-- Start of DATA ROWS --

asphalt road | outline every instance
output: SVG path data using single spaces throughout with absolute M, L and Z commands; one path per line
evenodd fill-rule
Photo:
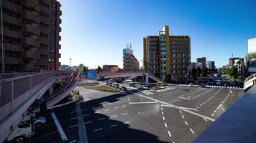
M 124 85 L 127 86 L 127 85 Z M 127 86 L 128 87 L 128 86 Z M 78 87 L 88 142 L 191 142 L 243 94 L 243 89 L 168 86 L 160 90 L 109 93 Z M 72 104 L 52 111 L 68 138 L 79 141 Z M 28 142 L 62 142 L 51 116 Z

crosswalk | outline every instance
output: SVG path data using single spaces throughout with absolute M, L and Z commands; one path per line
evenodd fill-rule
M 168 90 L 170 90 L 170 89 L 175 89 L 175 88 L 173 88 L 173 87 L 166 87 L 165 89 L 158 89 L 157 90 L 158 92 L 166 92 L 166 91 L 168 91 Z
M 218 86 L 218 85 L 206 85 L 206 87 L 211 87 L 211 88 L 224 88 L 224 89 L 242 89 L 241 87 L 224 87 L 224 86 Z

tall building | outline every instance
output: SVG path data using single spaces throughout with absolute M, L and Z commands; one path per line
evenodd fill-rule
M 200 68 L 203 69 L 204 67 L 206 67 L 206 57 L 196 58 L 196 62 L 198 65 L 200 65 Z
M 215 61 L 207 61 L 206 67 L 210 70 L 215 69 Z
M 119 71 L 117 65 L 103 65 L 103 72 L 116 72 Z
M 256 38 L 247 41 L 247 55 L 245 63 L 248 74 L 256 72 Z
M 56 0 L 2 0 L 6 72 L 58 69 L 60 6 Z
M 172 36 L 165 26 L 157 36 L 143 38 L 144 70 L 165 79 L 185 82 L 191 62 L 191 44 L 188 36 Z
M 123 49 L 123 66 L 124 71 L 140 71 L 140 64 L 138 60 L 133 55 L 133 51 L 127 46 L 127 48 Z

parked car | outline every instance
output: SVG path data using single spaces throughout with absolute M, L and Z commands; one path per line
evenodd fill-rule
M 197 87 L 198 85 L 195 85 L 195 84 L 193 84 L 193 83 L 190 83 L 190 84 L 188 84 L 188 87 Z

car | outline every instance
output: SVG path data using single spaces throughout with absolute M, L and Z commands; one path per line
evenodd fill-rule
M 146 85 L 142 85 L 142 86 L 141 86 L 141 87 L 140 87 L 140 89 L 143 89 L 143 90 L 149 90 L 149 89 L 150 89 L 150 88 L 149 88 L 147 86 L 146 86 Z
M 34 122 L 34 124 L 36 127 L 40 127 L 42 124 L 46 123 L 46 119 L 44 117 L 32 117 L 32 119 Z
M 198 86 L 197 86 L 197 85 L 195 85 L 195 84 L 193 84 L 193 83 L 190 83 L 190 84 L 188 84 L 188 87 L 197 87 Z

-- End of DATA ROWS --
-- Start of DATA ROWS --

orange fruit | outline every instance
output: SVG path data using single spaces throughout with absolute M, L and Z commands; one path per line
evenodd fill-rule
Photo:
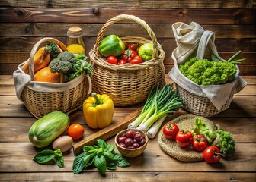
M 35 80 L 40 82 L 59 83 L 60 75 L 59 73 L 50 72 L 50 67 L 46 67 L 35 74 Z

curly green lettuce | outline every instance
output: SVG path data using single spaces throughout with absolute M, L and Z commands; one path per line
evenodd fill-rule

-- End of DATA ROWS --

* **WORK TO DO**
Output the data from the line containing "orange fruit | outline every instance" through the line containing "M 35 80 L 40" as a two-column CSV with the headers input and output, putting each text in input and its answer in output, each in one quoted field with line breaks replaced by spaces. Leave the pictures out.

* **FINISHED TASK**
input,output
"orange fruit | outline every instance output: SVG path data using single spaces throughout with absolute M, L and Z commands; one path per line evenodd fill-rule Photo:","M 35 80 L 40 82 L 59 83 L 60 75 L 59 73 L 50 72 L 50 67 L 46 67 L 35 74 Z"